RSD(反射性交感神経性ジストロフィー)
RSD(反射性交感神経性ジストロフィー)とは?
RSDとは、反射性交感神経ジストロフィーと呼ばれ、神経因性疼痛の代表的なものです。交通事故での外傷によって、交感神経が反射し、神経伝達物質であるアドレナリンが放出されます。アドレナリンは血管を収縮させて出血を抑制する働きがあります。怪我が治ったにもかかわらず、アドレナリンが過剰に放出され続けると、血管収縮による血流障害が生じ、慢性の痛みや痺れなどを誘発します。この病気は他質的所見に乏しいため、周囲に理解されにくく、また、医師にも誤診されやすいという問題点があります。
このRSDと類似した症状としてカウザルギーと呼ばれる傷病があります。カウザルギーは末梢神経損傷を伴わないRSDとは区別されますが、実際にRSDとカウサルギーの病態としては共通点が多いので、これらを総称してCRPSと呼び、RSDはCRPSのTypeⅠ、カウザルギーはCRPSのTypeⅡと分類されています。
RSDの症状
RSDの症状は、患部の腫れや、激しい痛み、骨の萎縮、発汗の異常、皮膚変化(皮膚温の変化、皮膚の萎縮)などがあります。
RSDの治療
治療法に、神経根ブロック、局所神経ブロック、星状神経節ブロック、局所静脈内交感神経ブロック硬膜外ブロック、交感神経節ブロック等の神経ブロック療法、副腎皮質ホルモン、温冷交代浴や可動域訓練等の理学療法、疼痛などのために抑うつ症状がみられる場合には抗うつ剤が投与される薬物療法などがあります。
RSDかどうかの診断は非常に困難ですので、少しでもRSDの疑いがあると思われたら、早期に専門医に相談して治療をすることが必要です。

#### 課題の指示
上のRSDについての文章を、最後の文の次から書き継ぐこと。

#### 提供資料
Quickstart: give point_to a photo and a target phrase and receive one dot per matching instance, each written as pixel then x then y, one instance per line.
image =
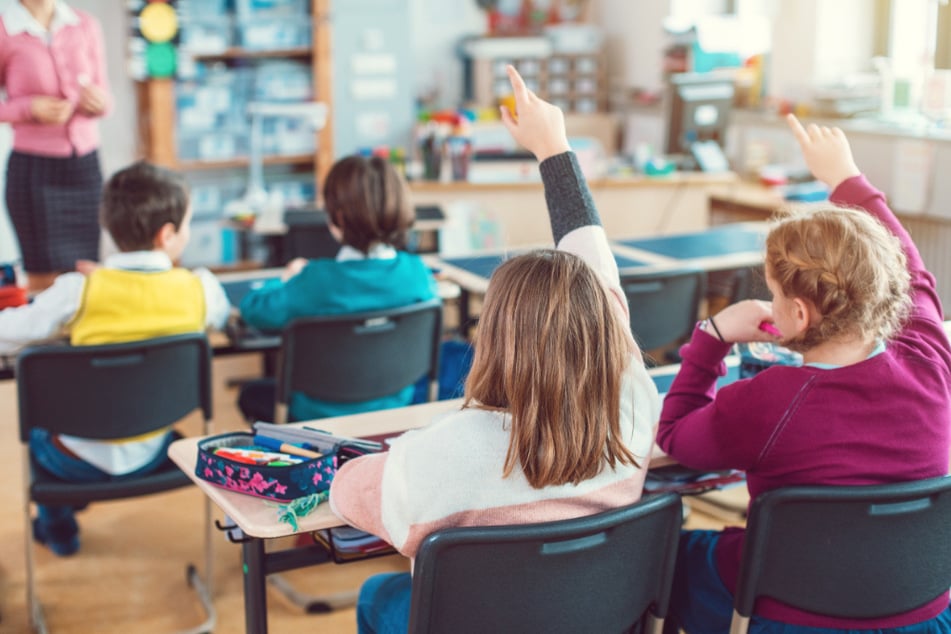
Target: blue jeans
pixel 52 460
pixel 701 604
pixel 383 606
---
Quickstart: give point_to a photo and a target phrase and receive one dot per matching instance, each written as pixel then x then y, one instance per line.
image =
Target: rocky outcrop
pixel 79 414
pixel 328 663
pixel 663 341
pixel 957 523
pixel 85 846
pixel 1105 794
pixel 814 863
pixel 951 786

#### 解答例
RSDの後遺障害等級
自賠責の後遺障害認定において、RSDが認められるためには、①関節拘縮、②骨の萎縮、③皮膚の変化(皮膚温の変化、皮膚の萎縮)という慢性期における主要な3つの症状が、健側と比べて明らかに認められる場合に限り、7級、9級、12級のいずれかを認定する旨定めています。
- 7級4号
- 軽易な労務以外の労働に常に差し支える程度の疼痛があるもの
- 9級10号
- 通常の労務に服することができるが、疼痛により時には労働に従事することができなくなるため、就労可能な職種の範囲が相当な程度に制限されるもの
- 12級13号
- 通常の労務に服することはできるが、時には労働に差し支える程度の疼痛が起こるもの
等級認定のポイント
診断書でRSDと診断され、RSDに関連する症状が残っているケースについては医師に医療照会を行い、認定基準の、①関節拘縮、②骨の萎縮、③皮膚の変化の3つの要件を満たすかどうか確認します。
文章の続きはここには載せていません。